----- Items -----

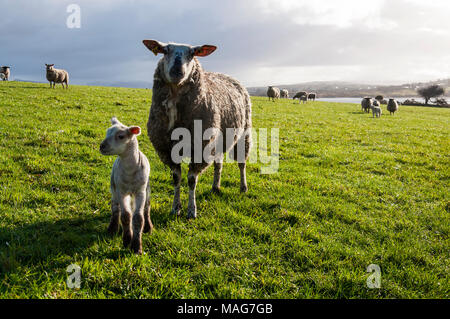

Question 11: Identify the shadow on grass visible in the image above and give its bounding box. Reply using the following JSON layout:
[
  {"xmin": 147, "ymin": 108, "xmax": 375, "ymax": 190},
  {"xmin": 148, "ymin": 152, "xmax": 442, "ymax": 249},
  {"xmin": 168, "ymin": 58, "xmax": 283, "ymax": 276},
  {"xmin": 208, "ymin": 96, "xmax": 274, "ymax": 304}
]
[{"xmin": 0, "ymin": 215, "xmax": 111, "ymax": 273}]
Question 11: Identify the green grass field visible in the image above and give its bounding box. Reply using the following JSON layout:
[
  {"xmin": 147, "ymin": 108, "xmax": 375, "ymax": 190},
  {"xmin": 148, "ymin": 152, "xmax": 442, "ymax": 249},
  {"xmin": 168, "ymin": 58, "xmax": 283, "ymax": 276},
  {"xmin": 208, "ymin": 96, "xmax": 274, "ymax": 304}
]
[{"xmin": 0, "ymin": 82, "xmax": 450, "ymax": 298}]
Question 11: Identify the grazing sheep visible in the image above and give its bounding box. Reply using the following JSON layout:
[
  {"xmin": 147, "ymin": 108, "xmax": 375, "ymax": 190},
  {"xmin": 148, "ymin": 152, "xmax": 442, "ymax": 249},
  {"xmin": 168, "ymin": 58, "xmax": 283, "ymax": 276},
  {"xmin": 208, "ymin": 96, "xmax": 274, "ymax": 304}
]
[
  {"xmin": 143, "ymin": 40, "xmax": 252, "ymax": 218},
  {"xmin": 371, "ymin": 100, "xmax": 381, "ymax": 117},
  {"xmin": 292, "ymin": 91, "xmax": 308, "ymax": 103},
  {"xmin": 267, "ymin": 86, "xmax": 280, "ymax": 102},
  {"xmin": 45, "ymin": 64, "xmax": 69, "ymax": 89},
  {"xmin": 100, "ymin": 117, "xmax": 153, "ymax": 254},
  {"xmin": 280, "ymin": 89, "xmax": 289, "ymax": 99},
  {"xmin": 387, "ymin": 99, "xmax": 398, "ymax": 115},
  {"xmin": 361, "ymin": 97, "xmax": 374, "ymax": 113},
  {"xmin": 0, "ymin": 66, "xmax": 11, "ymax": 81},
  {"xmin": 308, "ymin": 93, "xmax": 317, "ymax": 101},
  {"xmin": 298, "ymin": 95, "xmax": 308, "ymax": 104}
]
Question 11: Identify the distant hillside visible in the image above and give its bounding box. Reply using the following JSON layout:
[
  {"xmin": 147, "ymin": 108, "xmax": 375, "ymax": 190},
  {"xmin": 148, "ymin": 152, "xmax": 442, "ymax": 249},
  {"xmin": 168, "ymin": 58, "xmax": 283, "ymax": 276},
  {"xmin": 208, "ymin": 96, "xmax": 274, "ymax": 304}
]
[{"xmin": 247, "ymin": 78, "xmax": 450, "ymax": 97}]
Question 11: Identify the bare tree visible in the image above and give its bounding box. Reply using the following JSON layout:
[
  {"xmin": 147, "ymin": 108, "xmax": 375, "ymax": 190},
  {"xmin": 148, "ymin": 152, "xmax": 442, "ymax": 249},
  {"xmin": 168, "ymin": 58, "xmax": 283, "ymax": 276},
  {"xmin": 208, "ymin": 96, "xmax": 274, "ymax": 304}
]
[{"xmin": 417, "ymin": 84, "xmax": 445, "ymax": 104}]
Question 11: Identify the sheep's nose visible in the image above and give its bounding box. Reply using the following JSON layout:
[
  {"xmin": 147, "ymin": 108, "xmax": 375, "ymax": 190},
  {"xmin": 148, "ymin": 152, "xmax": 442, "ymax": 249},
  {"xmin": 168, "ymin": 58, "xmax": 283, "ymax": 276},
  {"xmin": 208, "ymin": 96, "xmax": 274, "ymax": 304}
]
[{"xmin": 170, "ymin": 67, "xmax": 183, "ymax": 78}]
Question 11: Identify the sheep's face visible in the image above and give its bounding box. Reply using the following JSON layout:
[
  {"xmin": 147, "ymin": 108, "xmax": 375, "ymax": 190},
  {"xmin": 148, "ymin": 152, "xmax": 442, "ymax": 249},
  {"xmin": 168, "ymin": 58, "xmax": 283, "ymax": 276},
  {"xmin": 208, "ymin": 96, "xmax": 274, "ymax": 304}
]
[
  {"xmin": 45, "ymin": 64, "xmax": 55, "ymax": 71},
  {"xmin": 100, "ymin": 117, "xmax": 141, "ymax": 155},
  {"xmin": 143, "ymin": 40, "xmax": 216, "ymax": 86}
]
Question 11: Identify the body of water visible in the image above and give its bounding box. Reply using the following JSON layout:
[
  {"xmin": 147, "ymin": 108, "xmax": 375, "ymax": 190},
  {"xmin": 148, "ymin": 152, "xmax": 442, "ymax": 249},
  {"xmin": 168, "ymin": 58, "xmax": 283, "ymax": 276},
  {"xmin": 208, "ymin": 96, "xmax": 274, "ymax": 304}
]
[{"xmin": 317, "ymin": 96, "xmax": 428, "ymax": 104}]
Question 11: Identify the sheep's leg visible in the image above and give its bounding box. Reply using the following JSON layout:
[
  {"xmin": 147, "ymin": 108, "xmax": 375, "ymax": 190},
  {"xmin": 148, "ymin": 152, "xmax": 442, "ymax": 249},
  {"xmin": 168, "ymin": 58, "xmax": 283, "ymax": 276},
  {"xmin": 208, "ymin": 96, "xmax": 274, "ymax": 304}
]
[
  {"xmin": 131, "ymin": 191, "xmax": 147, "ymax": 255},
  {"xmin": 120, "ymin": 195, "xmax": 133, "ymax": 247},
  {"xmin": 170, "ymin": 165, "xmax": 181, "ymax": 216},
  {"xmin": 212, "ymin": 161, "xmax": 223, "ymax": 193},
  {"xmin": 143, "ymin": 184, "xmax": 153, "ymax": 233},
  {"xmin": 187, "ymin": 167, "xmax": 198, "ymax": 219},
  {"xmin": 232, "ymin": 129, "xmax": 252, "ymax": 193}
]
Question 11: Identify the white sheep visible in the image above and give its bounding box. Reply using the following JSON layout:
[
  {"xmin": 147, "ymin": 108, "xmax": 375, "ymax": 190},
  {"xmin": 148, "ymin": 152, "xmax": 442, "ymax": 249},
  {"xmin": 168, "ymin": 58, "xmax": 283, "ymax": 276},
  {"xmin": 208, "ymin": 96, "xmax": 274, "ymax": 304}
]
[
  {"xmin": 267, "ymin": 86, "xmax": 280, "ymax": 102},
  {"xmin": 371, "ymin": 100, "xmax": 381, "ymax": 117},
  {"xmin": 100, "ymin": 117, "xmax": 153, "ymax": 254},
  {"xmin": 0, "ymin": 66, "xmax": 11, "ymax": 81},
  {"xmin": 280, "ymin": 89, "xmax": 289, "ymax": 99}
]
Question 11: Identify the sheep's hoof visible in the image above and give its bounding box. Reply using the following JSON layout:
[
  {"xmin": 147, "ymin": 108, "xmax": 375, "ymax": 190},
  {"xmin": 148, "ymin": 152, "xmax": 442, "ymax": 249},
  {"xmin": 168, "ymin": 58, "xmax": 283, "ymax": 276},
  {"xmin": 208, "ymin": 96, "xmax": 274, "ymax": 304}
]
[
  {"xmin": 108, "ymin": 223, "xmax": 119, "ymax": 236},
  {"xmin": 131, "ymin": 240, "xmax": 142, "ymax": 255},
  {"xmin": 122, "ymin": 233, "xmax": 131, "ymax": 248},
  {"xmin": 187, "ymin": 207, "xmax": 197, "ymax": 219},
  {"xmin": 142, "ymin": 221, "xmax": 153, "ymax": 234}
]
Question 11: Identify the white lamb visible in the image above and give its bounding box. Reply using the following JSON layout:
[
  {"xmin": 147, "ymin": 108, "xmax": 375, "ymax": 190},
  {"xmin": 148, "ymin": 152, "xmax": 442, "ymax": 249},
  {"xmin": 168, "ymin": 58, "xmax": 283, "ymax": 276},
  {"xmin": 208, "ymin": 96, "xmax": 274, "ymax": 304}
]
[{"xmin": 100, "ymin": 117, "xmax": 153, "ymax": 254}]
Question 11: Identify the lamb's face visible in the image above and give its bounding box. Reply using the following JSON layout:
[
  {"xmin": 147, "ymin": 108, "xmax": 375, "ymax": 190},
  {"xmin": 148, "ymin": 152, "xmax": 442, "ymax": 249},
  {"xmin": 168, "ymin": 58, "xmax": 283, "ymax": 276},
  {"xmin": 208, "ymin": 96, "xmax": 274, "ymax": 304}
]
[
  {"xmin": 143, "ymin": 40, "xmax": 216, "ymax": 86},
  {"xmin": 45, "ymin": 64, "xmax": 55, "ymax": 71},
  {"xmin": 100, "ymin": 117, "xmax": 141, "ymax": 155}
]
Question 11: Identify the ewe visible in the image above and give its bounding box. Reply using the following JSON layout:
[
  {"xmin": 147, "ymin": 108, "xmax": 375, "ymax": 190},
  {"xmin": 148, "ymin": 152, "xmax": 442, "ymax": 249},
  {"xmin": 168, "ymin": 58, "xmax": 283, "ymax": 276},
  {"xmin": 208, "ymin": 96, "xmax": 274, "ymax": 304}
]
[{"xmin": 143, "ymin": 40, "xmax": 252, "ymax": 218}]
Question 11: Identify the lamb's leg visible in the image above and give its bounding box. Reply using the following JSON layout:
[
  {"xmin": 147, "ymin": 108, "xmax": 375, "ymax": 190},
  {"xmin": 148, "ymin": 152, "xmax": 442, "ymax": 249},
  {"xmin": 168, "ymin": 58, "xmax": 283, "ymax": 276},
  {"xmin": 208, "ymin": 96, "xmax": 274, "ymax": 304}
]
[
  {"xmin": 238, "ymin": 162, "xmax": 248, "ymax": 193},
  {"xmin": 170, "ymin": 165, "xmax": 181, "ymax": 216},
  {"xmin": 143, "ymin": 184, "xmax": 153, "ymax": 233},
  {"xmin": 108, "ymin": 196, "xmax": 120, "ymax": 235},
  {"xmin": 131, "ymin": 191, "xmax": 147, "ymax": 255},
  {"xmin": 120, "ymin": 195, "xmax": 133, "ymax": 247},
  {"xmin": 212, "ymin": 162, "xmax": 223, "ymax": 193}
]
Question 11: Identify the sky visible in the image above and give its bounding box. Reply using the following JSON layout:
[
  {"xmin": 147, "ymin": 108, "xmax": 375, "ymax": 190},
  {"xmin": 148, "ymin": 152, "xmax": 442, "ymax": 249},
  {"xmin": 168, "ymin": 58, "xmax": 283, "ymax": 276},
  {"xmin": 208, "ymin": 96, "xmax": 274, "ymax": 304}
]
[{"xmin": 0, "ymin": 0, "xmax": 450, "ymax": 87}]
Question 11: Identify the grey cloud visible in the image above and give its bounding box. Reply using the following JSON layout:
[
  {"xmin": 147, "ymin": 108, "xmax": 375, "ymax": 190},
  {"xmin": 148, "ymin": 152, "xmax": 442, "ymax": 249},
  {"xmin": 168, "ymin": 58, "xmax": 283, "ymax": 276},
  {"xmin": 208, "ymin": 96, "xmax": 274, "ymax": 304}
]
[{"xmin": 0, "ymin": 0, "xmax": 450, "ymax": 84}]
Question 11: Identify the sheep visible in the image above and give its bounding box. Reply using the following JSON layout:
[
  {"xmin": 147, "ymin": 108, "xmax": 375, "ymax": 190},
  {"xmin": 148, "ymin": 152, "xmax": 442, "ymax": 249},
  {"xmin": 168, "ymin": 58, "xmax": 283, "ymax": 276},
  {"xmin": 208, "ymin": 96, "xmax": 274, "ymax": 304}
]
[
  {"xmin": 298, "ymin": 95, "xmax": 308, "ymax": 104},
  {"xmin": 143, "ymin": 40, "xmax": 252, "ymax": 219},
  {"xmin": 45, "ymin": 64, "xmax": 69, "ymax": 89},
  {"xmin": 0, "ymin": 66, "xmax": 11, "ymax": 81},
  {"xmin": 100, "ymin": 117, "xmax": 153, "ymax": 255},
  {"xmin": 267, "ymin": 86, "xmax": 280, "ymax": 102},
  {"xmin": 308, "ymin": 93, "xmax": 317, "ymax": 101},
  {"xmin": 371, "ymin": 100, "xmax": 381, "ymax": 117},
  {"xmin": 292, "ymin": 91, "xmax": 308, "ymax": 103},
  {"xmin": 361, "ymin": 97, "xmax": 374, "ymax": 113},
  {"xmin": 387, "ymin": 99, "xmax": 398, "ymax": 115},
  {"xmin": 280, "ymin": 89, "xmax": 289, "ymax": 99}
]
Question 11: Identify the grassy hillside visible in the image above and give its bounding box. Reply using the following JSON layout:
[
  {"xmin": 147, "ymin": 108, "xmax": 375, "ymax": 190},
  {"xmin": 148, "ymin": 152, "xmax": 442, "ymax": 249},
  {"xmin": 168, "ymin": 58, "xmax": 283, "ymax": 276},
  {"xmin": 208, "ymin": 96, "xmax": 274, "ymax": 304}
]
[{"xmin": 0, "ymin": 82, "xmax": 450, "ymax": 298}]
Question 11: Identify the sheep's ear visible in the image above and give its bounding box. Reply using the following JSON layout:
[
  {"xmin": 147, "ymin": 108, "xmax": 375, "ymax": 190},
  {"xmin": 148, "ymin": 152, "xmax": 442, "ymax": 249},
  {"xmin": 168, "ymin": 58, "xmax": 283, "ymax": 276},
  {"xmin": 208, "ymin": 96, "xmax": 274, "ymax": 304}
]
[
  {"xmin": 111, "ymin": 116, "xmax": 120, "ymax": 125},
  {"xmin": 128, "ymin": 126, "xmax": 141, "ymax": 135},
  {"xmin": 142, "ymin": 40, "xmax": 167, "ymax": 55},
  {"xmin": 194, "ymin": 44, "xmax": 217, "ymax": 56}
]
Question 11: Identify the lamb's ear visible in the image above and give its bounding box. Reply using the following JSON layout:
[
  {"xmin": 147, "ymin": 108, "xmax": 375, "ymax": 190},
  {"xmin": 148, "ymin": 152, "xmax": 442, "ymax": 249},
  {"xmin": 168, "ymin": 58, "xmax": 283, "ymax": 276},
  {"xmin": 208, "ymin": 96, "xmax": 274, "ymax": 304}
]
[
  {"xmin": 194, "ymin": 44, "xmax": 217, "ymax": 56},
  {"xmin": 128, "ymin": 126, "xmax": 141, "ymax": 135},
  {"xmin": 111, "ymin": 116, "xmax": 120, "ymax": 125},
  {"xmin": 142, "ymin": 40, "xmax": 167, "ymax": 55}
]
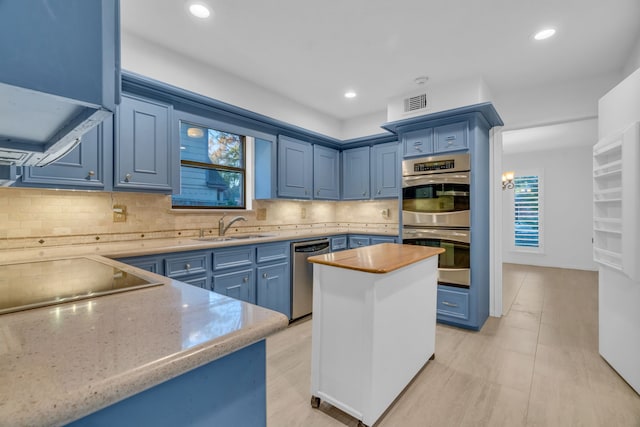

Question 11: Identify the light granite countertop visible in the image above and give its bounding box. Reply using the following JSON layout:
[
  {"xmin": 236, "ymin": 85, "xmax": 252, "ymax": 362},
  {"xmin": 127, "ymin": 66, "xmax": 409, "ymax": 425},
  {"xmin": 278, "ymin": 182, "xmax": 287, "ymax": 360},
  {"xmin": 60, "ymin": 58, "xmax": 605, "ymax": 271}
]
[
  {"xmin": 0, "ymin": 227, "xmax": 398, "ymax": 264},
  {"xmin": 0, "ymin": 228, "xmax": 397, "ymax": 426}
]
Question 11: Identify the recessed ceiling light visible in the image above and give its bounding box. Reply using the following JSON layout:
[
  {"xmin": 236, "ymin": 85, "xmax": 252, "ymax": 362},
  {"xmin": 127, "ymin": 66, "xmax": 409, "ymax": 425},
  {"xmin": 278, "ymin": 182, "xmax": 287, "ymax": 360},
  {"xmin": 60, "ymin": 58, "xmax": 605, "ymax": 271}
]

-----

§ **What to work on**
With the pictures left out, please output each line from the one containing "Question 11: Identify the sheep's ear" through the end of the entries, exactly as it is.

§ **Exercise output**
Question 11: Identify the sheep's ear visible in the image above and give its bounding box. Reply using the following JSON layout:
[
  {"xmin": 147, "ymin": 108, "xmax": 375, "ymax": 190},
  {"xmin": 148, "ymin": 152, "xmax": 442, "ymax": 249},
  {"xmin": 168, "ymin": 58, "xmax": 283, "ymax": 276},
  {"xmin": 208, "ymin": 96, "xmax": 274, "ymax": 304}
]
[
  {"xmin": 111, "ymin": 116, "xmax": 120, "ymax": 125},
  {"xmin": 128, "ymin": 126, "xmax": 141, "ymax": 135},
  {"xmin": 142, "ymin": 40, "xmax": 167, "ymax": 55},
  {"xmin": 194, "ymin": 44, "xmax": 217, "ymax": 56}
]
Question 11: Identify the lamb's ear visible in the image above and give its bounding box. Reply using the following JSON layout:
[
  {"xmin": 147, "ymin": 108, "xmax": 375, "ymax": 190},
  {"xmin": 148, "ymin": 152, "xmax": 442, "ymax": 249},
  {"xmin": 168, "ymin": 58, "xmax": 283, "ymax": 276},
  {"xmin": 208, "ymin": 96, "xmax": 274, "ymax": 304}
]
[
  {"xmin": 194, "ymin": 44, "xmax": 217, "ymax": 56},
  {"xmin": 128, "ymin": 126, "xmax": 141, "ymax": 135},
  {"xmin": 111, "ymin": 116, "xmax": 120, "ymax": 125},
  {"xmin": 142, "ymin": 40, "xmax": 167, "ymax": 55}
]

Question 11: Identify the light granite countertop visible in the image above and give its bounding box. Reply using the following JSON layout:
[
  {"xmin": 236, "ymin": 85, "xmax": 252, "ymax": 362},
  {"xmin": 127, "ymin": 66, "xmax": 409, "ymax": 425},
  {"xmin": 278, "ymin": 182, "xmax": 287, "ymax": 360},
  {"xmin": 60, "ymin": 58, "xmax": 605, "ymax": 271}
]
[
  {"xmin": 0, "ymin": 227, "xmax": 398, "ymax": 264},
  {"xmin": 0, "ymin": 228, "xmax": 397, "ymax": 426}
]
Question 11: Identify the recessed ceiling light visible in the image above and give its bounding box. Reply using the following JSON layout:
[
  {"xmin": 236, "ymin": 85, "xmax": 252, "ymax": 362},
  {"xmin": 127, "ymin": 66, "xmax": 409, "ymax": 425},
  {"xmin": 278, "ymin": 182, "xmax": 287, "ymax": 360},
  {"xmin": 60, "ymin": 58, "xmax": 605, "ymax": 271}
]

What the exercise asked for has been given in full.